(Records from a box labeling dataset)
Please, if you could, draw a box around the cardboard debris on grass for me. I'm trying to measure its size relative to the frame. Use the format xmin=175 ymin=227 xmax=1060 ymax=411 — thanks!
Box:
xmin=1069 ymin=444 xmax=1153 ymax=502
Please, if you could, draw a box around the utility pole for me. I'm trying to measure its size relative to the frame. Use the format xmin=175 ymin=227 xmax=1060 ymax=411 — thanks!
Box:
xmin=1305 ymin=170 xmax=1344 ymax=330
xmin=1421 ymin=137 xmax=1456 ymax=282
--
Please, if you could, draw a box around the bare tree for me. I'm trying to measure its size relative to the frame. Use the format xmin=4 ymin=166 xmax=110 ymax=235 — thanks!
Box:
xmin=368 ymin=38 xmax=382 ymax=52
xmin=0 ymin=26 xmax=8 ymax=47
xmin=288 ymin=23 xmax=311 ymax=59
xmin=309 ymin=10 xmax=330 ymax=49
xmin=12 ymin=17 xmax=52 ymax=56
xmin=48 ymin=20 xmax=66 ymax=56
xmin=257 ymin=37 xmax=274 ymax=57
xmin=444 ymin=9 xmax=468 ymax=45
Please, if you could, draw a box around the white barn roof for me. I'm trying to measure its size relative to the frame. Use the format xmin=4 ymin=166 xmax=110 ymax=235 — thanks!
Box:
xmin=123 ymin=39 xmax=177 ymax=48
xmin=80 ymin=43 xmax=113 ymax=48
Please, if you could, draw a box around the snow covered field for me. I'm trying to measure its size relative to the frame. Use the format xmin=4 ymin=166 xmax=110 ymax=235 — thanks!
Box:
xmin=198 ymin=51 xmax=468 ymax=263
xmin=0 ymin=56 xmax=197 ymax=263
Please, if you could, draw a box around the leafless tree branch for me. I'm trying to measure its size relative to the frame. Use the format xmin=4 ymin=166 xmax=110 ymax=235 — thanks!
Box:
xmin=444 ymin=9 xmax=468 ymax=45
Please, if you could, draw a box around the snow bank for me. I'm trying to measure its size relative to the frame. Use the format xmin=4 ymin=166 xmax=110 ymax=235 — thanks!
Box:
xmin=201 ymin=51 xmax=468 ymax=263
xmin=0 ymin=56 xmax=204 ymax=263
--
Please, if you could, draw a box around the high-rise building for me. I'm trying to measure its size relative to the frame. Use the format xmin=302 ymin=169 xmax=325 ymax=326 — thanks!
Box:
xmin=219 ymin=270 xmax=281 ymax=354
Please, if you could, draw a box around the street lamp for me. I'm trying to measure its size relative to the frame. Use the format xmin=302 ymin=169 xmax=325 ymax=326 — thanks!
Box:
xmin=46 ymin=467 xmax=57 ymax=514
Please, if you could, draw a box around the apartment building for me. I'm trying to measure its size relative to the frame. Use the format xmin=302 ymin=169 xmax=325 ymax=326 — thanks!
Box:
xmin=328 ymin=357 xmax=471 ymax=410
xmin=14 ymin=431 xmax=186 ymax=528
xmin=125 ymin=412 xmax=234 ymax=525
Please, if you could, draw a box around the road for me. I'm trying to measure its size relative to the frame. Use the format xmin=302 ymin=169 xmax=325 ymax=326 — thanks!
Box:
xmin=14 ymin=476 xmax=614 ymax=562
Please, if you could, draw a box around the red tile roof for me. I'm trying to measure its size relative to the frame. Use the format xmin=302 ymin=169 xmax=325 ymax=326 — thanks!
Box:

WORK TO DO: Rewrite the stretch from "Please, if you could, draw a box around the street" through "xmin=46 ymin=467 xmax=57 ymax=514", keeping the request and the Box: line unchanged. Scale the four box coordinates in the answer by 2.35, rounding each to a whole number with halves rounded up, and leave the numbers in the request's format sample as they are.

SOLUTION FOR THIS EXERCISE:
Please, if you could, draw a box around the street lamp for me. I'm trying to measure its size relative to the frame. Use the format xmin=302 ymin=169 xmax=325 ymax=326 — thanks!
Box:
xmin=108 ymin=1097 xmax=134 ymax=1208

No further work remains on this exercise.